_AIM_: Change "storefront awning" to "shop canopy" throughout the data below, and leave every other word unchanged.

-- start STORED RECORDS --

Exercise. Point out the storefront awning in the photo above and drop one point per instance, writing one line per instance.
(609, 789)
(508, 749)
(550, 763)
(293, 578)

-- end STORED RECORDS --

_RESULT OF THE TASK_:
Exercise. Point out the shop canopy in the photo above and drop one point per instance, writing one line per instance.
(609, 789)
(508, 749)
(550, 763)
(293, 578)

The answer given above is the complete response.